*CONSIGNE*:
Reprenez le récit de souvenirs d'enfance dans la Casbah d'Alger juste après sa dernière phrase.

La Casbah était pour le gamin que j’étais un endroit magique, de nuit comme de jour. Je m’y sentais chez moi et j’étais à l’aise parmi tous les gens ordinaires qui y vivaient. Mon impression alors était que le temps ne s’y écoulait pas ; il était en suspens. Tout baignait dans le fantastique. Les adultes avaient peut-être une autre vision de cette médina car ils faisaient face, eux, à un grand nombre de tracas. La misère, le chômage, l’absence d’espoir causaient aux âmes humbles qui y vivaient énormément de soucis. Le taux démographique élevé et l’arrivée incessante de malheureux en provenance du bled, fuyant la misère, n’arrangeait pas les conditions de vie déjà très précaires des habitants de la Casbah. Quant à nous, enfants, nous ne faisions attention ni aux difficultés qui tourmentaient nos aînés ni aux contraintes qu’ils subissaient. Nous avions bien d’autres préoccupations. Notre imagination fertile nous aidait à traverser les moments difficiles, sans trop de dégâts. L’insouciance n’est-elle pas le propre de l’enfance et nous ne faisions pas exception.
Je suis venu au monde en pleine Seconde Guerre mondiale et l’Algérie était alors française. Le fait que je sois né dans un abri, alors que la ville d’Alger était bombardée par des avions allemands, reflétait éloquemment l’air du temps. L’époque était très trouble et agitée.

*DONNÉES AFFICHÉES*:
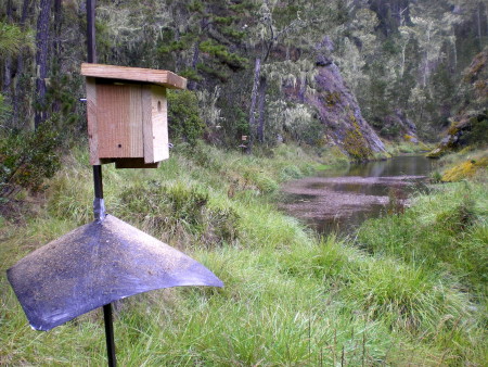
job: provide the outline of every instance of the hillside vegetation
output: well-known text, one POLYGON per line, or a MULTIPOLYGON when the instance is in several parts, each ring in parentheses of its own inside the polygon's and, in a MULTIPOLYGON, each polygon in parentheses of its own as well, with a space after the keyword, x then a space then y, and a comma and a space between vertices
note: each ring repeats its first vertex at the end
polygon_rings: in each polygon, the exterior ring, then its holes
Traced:
MULTIPOLYGON (((100 309, 34 331, 5 276, 92 220, 87 4, 0 4, 0 365, 104 365, 100 309)), ((226 286, 117 302, 119 364, 485 366, 487 8, 97 1, 99 63, 188 78, 167 93, 170 159, 103 166, 107 212, 226 286), (278 210, 287 180, 434 144, 428 192, 355 233, 278 210)))

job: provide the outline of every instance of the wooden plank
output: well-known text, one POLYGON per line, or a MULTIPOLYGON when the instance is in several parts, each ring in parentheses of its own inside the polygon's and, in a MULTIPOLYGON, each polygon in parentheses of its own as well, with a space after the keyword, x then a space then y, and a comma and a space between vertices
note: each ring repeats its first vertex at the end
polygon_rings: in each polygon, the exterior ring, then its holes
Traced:
POLYGON ((115 168, 158 168, 159 162, 145 163, 144 159, 118 159, 115 160, 115 168))
POLYGON ((144 86, 142 100, 144 162, 153 163, 167 160, 169 157, 169 141, 166 88, 144 86))
POLYGON ((87 122, 90 164, 102 164, 99 159, 99 131, 97 122, 97 85, 94 78, 87 78, 87 122))
POLYGON ((143 157, 142 87, 97 85, 99 157, 143 157))
POLYGON ((150 83, 172 89, 187 88, 185 78, 169 71, 153 68, 82 63, 81 75, 87 77, 150 83))

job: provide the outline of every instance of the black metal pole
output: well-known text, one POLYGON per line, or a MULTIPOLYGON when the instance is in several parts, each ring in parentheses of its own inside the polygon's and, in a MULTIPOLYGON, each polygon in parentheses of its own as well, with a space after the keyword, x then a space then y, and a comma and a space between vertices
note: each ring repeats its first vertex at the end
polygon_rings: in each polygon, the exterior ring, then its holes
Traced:
POLYGON ((112 322, 112 303, 103 306, 103 320, 105 321, 105 340, 106 353, 108 357, 108 366, 115 367, 117 360, 115 359, 115 341, 114 341, 114 324, 112 322))
MULTIPOLYGON (((95 48, 95 0, 87 0, 87 61, 89 63, 97 62, 95 48)), ((105 218, 105 206, 103 203, 103 180, 102 166, 93 166, 93 214, 98 222, 105 218)), ((108 358, 108 367, 115 367, 117 360, 115 358, 115 339, 114 339, 114 324, 112 318, 112 304, 108 303, 103 306, 103 320, 105 322, 105 341, 106 354, 108 358)))

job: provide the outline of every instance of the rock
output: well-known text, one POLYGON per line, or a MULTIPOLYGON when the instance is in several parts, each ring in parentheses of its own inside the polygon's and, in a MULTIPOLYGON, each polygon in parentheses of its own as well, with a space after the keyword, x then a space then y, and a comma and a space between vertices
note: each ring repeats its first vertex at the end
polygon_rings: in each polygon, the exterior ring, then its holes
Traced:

*RÉPONSE*:
Dans ce livre récent, je décris l’atmosphère qui prévalait alors et les conditions de vie des habitants de la Casbah. Un homme, Hakim, personnage principal dans le livre, un être fictif mais qui s’inspire du réel, permet au lecteur de découvrir la réalité de la vie en ce temps-là. Il aide à jeter de la lumière sur les événements historiques qui ont marqué l’Algérie. Hakim aimait tant la vieille médina où il était né et il ne l’aurait pas échangé pour rien au monde.
Quant à moi, parti très jeune, à peine 20 ans, pour découvrir le monde, oublier le cauchemar de la guerre d’Algérie, et tenter de construire ma vie, mon lieu de naissance m’est toujours très cher et a une place spéciale dans mon cœur. La Casbah me hante encore car elle a été le témoin affectueux de mes premiers pas et de mes rêves d’enfant. Depuis, j’ai beaucoup vu, beaucoup appris. J’estime néanmoins, en ce qui me concerne, que tout écrivain quand il réussit à toucher notre humanité, quelle que soit la manière dont il écrit, est universel et intemporel. La littérature permet de comprendre l’homme. Et peu importe alors l’époque et le lieu où l’écrivain a vécu. Il n’écrit pas dans le seul but de faire profiter les lecteurs de ses talents, mais aussi pour leur permettre une meilleure connaissance des hommes et du monde.
On écrit pour apporter un éclairage sur l’histoire des hommes, sur leurs soucis, leurs inquiétudes. Les hommes de lettres ont souvent écrit pour nous édifier sur les injustices qu’ont subies les hommes, que le phénomène soit de leur culture, de leur pays ou non. La littérature leur permet de faire vivre le passé pour que personne ne l’oublie et pour qu’on puisse en tirer des leçons.
Tous les livres que j’ai écrits après avoir pris ma retraite ont des liens avec l’Algérie, son histoire et son évolution. Jusque-là, complètement immergé dans mes activités professionnelles, les livres et les articles que j’ai écrits étaient concernés par des sujets à caractère économique.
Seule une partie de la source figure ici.